Begin Selected excerpt

The bad luck stories mounted in Donegal. Supporters kept catalogues of them until he led the county to the promised land in 1992, turning all the hard luck stories into sentiment.
He accepts Donegal have got their share of luck this year, although that shouldn’t take away from the achievement.
The fall-out from last year’s drawn encounter with Dublin is common knowledge. This year, Donegal haven’t stayed in Dublin after either of their games. After the draw with Galway, they were eating steaks in Castleblaney in record time.
Sunday is the greatest challenge of his return, the greatest challenge since he shocked the Dubs in Croker.
Armagh are robust and physical, although if there is a team left in the competition that can mix it with them, it would be Donegal.
“Enormity of task, people would glibly say Donegal are the team to play Armagh. We had no favourite team to play against, we have great respect for Armagh, they are a physically imposing side but we play our own brand of football and they are going to have to cope with that.

End Selected excerpt
Begin Source data

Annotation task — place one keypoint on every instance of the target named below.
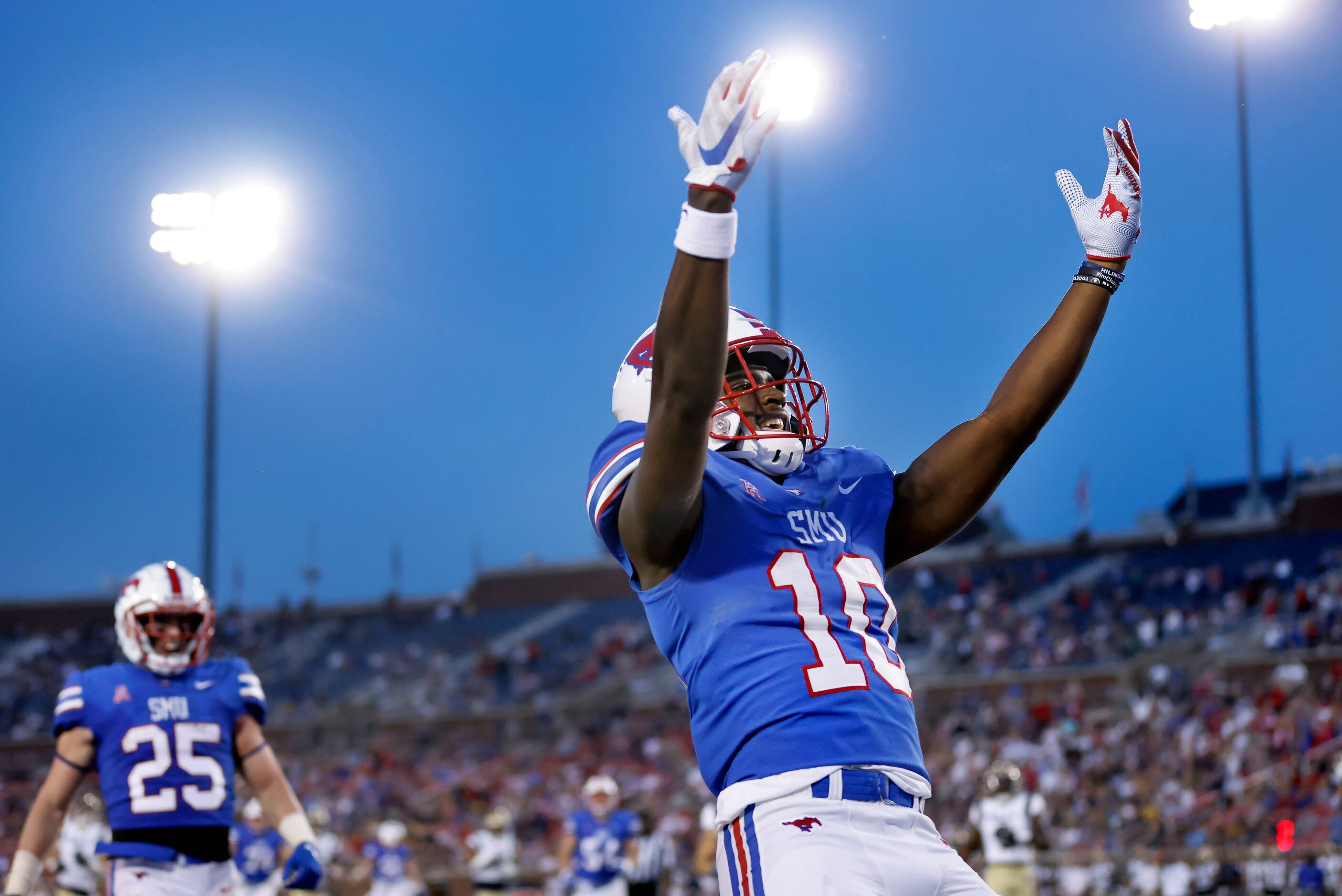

End Source data

## What this exercise asks
• a. According to the Donegal article, where were the Donegal players eating steaks after the draw with Galway?
• b. Write out the Donegal article between "He accepts Donegal" and "in record time.", inclusive.
• c. Do these statements agree with the Donegal article? Answer yes or no for each, and quote the words that decide it. (i) Donegal stayed in Dublin after one of their games this year. (ii) Armagh are described as robust and physical. (iii) Donegal reached the promised land in 1992.

## Solutions below
• a. In Castleblaney.

• b.
He accepts Donegal have got their share of luck this year, although that shouldn’t take away from the achievement.
The fall-out from last year’s drawn encounter with Dublin is common knowledge. This year, Donegal haven’t stayed in Dublin after either of their games. After the draw with Galway, they were eating steaks in Castleblaney in record time.

• c.
(i) No: "This year, Donegal haven’t stayed in Dublin after either of their games."
(ii) Yes: "Armagh are robust and physical"
(iii) Yes: "until he led the county to the promised land in 1992"